→ **Selected extract**
= = = = = = =

11. Heaps and Priority Queues

📋 Jump to Takeaways

A heap answers one question efficiently: what's the smallest (or largest) element right now? Not "find element X" — dicts do that. Not "give me everything sorted" — sorting does that. Just "give me the extreme value, and let me add/remove elements while maintaining that guarantee." That's O(log n) per operation instead of O(n).

The Structure

A heap is a complete binary tree stored as a list. The heap property: every parent is smaller than (min-heap) or larger than (max-heap) its children.

Min-heap as tree:        As list:
       1                 [1, 3, 2, 7, 4, 5, 6]
      / \
     3   2               Parent of i: (i-1)//2
    / \ / \              Left child:  2*i + 1
   7  4 5  6             Right child: 2*i + 2

No pointers needed. The tree structure is implicit in the list indices.

Python's heapq Module

Python provides heapq — a min-heap implementation that operates on regular lists. No special class needed.

import heapq

nums = [5, 3, 8, 1, 9, 2]

# heapify — transform list into a heap in-place, O(n)
heapq.heapify(nums)  # nums is now [1, 3, 2, 5, 9, 8]

# heappush — add element, O(log n)
heapq.heappush(nums, 4)

# heappop — remove and return smallest, O(log n)
smallest = heapq.heappop(nums)  # 1

# peek — look at smallest without removing, O(1)
smallest = nums[0]

# heappushpop — push then pop (more efficient than separate operations)
result = heapq.heappushpop(nums, 6)

# heapreplace — pop then push (more efficient than separate operations)
result = heapq.heapreplace(nums, 7)

Key fact: heapq is min-heap only. There is no built-in max-heap in Python.

The Max-Heap Trick: Negate Values

Since heapq only supports min-heap, simulate a max-heap by negating values:

import heapq

nums = [5, 3, 8, 1, 9]

# Max-heap: negate on push, negate on pop
max_heap = [-x for x in nums]
heapq.heapify(max_heap)

# Get largest
largest = -heapq.heappop(max_heap)  # 9

# Push a new value
heapq.heappush(max_heap, -7)  # push 7 as -7

# Peek at largest
largest = -max_heap[0]

This is the standard Python idiom. Every competitive programmer and interviewer knows it.

nlargest and nsmallest

For finding the top/bottom K elements without maintaining a heap yourself:

import heapq

nums = [5, 3, 8, 1, 9, 2, 7]

# K largest elements
heapq.nlargest(3, nums)   # [9, 8, 7]

# K smallest elements
heapq.nsmallest(3, nums)  # [1, 2, 3]

# With key function
tasks = [('low', 3), ('high', 1), ('med', 2)]
heapq.nsmallest(2, tasks, key=lambda x: x[1])  # [('high', 1), ('med', 2)]

When to use what:

  • nlargest/nsmallest — best when K is small relative to N
  • sorted(nums)[:k] — best when K is close to N
  • heapq.heapify + K pops — best when you need to process elements one at a time

Tuple Priority

heapq compares elements directly. For tuples, it compares element by element — first element is the primary key, second breaks ties, etc.

= = = = = = =

→ **Record extracts**
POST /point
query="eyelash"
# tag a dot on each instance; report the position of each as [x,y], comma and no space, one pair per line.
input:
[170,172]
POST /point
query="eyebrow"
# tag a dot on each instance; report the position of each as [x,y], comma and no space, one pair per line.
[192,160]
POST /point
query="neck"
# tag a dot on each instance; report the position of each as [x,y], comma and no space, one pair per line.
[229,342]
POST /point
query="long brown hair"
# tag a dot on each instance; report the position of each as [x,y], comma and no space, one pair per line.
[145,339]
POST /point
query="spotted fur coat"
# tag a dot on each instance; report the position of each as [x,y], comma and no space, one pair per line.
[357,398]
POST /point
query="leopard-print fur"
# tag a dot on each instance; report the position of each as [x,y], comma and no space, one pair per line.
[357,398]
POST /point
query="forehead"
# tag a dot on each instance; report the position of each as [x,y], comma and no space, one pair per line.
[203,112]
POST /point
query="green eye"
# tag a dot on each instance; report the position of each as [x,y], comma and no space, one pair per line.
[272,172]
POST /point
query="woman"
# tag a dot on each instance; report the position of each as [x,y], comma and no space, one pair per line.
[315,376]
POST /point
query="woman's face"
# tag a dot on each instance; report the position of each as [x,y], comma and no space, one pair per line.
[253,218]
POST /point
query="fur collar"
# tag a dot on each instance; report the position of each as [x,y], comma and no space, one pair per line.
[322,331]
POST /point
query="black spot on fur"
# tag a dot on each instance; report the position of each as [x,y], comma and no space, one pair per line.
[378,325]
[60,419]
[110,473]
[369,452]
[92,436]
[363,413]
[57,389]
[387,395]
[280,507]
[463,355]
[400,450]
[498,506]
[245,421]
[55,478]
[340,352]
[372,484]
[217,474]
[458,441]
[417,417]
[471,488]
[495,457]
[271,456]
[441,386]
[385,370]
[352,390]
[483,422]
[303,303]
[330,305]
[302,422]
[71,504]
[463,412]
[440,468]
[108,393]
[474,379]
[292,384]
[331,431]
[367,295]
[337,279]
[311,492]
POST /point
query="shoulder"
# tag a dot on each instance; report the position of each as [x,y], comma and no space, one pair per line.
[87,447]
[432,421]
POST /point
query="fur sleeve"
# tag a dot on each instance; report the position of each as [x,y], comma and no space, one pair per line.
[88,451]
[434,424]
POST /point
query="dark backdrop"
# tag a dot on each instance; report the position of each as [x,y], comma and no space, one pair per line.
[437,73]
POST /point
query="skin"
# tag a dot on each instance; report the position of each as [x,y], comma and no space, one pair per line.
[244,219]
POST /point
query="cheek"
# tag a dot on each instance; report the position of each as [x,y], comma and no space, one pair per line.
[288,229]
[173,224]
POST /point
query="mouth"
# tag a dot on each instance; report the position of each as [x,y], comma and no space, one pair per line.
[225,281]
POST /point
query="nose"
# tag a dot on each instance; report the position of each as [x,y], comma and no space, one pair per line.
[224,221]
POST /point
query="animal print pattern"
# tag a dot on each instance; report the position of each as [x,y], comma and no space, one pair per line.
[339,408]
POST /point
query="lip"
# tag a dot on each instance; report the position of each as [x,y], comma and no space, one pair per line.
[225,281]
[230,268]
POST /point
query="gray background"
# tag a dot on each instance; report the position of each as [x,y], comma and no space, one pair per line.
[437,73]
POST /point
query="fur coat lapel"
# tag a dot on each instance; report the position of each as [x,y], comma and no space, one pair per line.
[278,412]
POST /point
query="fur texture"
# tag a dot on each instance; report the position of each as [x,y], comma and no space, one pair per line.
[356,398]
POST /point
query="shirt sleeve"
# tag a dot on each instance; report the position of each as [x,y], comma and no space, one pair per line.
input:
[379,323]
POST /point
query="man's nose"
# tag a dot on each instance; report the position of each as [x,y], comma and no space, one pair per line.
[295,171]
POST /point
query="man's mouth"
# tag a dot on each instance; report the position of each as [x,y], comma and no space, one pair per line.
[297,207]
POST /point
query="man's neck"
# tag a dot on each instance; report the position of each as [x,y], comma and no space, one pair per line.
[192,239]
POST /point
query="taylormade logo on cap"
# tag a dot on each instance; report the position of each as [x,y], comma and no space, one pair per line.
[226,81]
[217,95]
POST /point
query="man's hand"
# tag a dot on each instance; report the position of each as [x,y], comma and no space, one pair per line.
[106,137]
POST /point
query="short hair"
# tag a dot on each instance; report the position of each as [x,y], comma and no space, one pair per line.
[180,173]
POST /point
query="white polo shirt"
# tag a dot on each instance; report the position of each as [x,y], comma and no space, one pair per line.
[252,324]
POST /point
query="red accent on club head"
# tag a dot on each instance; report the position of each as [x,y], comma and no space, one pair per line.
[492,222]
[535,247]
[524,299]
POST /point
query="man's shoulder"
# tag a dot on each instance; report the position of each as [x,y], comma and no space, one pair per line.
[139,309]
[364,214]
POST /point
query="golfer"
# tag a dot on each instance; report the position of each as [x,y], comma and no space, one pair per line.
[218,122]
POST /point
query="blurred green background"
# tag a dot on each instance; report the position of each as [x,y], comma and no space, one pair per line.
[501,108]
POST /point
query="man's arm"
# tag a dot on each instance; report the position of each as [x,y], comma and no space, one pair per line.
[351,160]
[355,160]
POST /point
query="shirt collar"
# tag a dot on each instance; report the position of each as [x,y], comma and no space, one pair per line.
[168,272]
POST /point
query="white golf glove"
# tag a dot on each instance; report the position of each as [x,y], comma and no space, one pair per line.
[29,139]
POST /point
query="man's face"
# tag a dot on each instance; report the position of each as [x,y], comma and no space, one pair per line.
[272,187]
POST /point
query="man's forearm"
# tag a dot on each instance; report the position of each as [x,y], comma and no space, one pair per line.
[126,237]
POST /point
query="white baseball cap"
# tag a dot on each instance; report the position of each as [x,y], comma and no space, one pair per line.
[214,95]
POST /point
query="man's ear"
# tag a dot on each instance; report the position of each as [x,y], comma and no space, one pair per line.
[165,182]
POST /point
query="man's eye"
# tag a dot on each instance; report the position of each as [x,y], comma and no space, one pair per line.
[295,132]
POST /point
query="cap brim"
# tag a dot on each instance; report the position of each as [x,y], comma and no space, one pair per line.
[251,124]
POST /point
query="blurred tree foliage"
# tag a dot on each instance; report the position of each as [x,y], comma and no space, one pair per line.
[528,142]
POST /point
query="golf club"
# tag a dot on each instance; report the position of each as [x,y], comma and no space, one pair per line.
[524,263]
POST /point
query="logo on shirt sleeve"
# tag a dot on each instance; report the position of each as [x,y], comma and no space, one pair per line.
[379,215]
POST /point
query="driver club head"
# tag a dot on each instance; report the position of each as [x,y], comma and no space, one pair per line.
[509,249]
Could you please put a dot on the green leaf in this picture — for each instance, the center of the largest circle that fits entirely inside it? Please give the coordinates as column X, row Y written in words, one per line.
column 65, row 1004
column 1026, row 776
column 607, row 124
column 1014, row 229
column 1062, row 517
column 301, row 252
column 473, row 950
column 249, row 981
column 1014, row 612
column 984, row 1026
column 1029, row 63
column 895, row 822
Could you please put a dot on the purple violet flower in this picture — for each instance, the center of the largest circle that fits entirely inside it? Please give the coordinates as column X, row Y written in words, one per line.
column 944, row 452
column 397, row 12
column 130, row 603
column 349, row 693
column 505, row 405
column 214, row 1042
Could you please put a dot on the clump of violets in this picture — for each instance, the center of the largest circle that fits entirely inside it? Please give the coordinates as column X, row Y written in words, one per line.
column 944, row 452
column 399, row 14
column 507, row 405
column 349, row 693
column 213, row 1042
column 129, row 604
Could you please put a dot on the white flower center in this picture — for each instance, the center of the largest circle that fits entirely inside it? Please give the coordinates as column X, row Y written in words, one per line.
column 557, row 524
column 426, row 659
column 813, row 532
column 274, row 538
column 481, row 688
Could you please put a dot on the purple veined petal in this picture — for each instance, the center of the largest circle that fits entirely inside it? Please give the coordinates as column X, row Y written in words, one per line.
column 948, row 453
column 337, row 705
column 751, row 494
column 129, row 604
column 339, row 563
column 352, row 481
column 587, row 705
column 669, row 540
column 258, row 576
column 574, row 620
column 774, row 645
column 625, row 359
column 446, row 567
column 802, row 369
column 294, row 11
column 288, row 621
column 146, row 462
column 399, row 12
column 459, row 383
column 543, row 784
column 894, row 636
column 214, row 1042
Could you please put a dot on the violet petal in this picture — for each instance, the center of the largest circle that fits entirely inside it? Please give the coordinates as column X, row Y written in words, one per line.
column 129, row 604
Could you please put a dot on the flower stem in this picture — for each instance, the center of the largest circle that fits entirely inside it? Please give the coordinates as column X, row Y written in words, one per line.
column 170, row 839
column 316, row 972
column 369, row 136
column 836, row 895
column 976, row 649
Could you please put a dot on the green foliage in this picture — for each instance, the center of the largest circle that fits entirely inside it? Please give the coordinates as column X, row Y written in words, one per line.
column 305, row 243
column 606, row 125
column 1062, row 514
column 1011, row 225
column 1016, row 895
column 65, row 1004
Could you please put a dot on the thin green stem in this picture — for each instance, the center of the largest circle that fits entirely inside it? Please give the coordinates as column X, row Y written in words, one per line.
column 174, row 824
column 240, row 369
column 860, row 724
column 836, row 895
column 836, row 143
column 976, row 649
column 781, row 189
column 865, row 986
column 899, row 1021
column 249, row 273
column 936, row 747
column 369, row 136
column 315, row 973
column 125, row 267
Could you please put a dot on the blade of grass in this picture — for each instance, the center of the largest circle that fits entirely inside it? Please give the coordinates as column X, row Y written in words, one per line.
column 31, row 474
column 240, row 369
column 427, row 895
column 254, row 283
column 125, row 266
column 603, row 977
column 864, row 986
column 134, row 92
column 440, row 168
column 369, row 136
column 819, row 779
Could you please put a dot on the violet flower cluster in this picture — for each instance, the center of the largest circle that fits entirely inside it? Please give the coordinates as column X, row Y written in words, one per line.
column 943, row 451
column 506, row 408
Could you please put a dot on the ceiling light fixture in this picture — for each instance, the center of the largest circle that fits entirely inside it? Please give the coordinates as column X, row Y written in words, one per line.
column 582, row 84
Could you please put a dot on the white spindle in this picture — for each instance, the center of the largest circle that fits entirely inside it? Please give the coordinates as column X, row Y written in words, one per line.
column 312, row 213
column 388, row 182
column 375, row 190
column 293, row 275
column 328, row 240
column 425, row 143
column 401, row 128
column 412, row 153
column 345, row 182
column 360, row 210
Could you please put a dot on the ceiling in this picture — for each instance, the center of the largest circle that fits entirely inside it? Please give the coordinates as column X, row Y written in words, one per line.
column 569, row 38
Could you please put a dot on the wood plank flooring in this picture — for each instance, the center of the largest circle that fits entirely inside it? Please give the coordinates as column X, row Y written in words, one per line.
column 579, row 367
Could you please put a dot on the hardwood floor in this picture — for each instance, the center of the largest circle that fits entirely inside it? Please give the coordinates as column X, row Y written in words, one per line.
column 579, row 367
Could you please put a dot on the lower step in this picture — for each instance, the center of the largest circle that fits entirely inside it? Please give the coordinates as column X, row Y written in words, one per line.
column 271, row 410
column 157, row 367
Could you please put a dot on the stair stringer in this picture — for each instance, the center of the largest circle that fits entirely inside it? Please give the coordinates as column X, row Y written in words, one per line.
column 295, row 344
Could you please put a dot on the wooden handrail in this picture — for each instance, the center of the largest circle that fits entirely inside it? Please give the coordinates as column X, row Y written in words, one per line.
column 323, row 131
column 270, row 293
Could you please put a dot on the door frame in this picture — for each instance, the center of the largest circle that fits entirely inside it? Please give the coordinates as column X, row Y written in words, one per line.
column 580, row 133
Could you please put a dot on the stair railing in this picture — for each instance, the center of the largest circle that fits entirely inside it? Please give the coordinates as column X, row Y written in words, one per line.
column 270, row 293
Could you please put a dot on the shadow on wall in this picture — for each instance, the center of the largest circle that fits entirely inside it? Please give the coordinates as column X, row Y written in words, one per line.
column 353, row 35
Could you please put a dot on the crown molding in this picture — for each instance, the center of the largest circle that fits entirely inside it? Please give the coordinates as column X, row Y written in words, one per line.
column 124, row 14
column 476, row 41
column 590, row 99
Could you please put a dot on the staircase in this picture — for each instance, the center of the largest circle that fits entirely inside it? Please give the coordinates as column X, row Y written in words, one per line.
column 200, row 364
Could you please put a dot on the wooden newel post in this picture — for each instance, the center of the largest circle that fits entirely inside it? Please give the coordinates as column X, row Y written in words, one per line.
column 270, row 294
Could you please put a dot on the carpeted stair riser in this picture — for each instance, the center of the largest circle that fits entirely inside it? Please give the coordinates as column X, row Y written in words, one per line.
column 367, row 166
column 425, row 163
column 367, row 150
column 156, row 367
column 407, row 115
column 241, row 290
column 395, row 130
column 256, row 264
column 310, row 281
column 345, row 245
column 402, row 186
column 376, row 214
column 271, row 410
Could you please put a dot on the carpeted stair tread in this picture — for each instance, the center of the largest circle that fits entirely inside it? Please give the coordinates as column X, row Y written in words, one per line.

= = = = = = =

→ **Exercises**
**A.** Reproduce the passage of the text on heaps and priority queues from "No pointers needed." to "heap in-place, O(n)".
**B.** Answer these questions on the text on heaps and priority queues:
(i) What is the time cost of heapq.heapify?
(ii) Which kind of heap does heapq implement?
(iii) When is sorted(nums)[:k] the best choice for finding K elements?
**C.** Pick up the text on heaps and priority queues after its last sentence and continue it.

→ **Expected results**
**A.**
No pointers needed. The tree structure is implicit in the list indices.

Python's heapq Module

Python provides heapq — a min-heap implementation that operates on regular lists. No special class needed.

import heapq

nums = [5, 3, 8, 1, 9, 2]

# heapify — transform list into a heap in-place, O(n)

**B.**
(i) O(n).
(ii) Only a min-heap.
(iii) When K is close to N.

**C.**
import heapq

# Priority queue with (priority, item)
pq = []
heapq.heappush(pq, (3, "low priority"))
heapq.heappush(pq, (1, "high priority"))
heapq.heappush(pq, (2, "medium priority"))

priority, item = heapq.heappop(pq)  # (1, "high priority")

Tie-breaking problem: If priorities are equal and items aren't comparable, Python raises a TypeError. Solution: add a unique counter as a tiebreaker. Comparable types: str, int, float, tuple, list. Not comparable: dict, set, custom objects without __lt__.

import heapq

class PriorityQueue:
    def __init__(self):
        self._heap = []
        self._counter = 0

    def push(self, priority, item):
        heapq.heappush(self._heap, (priority, self._counter, item))
        self._counter += 1

    def pop(self):
        priority, _, item = heapq.heappop(self._heap)
        return priority, item
# Usage — items are dicts (not comparable without counter)
pq = PriorityQueue()
pq.push(3, {"task": "email"})
pq.push(1, {"task": "deploy"})
pq.push(1, {"task": "fix bug"})   # same priority — FIFO via counter

print(pq.pop())  # (1, {"task": "deploy"}) — highest priority, arrived first
print(pq.pop())  # (1, {"task": "fix bug"}) — same priority, arrived second
print(pq.pop())  # (3, {"task": "email"})

# Without the counter, (1, {"task": "deploy"}) < (1, {"task": "fix bug"})
# would crash with TypeError — dicts aren't comparable

The counter ensures FIFO order for equal priorities and prevents comparison of incomparable items.

Class with __lt__ (Alternative)

Instead of tuples, define __lt__ on a class — heapq only needs < to work:

import heapq

class Task:
    def __init__(self, priority, name):
        self.priority = priority
        self.name = name

    def __lt__(self, other):
        return self.priority < other.priority

pq = []
heapq.heappush(pq, Task(3, "email"))
heapq.heappush(pq, Task(1, "deploy"))
print(heapq.heappop(pq).name)  # "deploy"

No counter trick needed — Python never compares beyond __lt__. Use this when objects have many fields. For interviews, tuples are faster to write.

@dataclass(order=True) (Cleanest)

Auto-generates comparison methods from fields. Exclude fields with field(compare=False):

from dataclasses import dataclass, field
from typing import Any
import heapq

@dataclass(order=True)
class PrioritizedItem:
    priority: int
    item: Any = field(compare=False)

pq = []
heapq.heappush(pq, PrioritizedItem(3, "email"))
heapq.heappush(pq, PrioritizedItem(1, "deploy"))
print(heapq.heappop(pq).item)  # "deploy"

No __lt__ boilerplate — order=True handles it. The compare=False field is ignored during sorting, so incomparable items (dicts, custom objects) won't crash.

Approach Use case
(priority, counter, item) tuple Interviews — fast, minimal code
__lt__ class Many fields, custom comparison logic
@dataclass(order=True) Clean production code, exclude fields easily

Pattern: Top-K Elements

Find the K largest (or smallest) elements from a stream or array. Use a heap of size K.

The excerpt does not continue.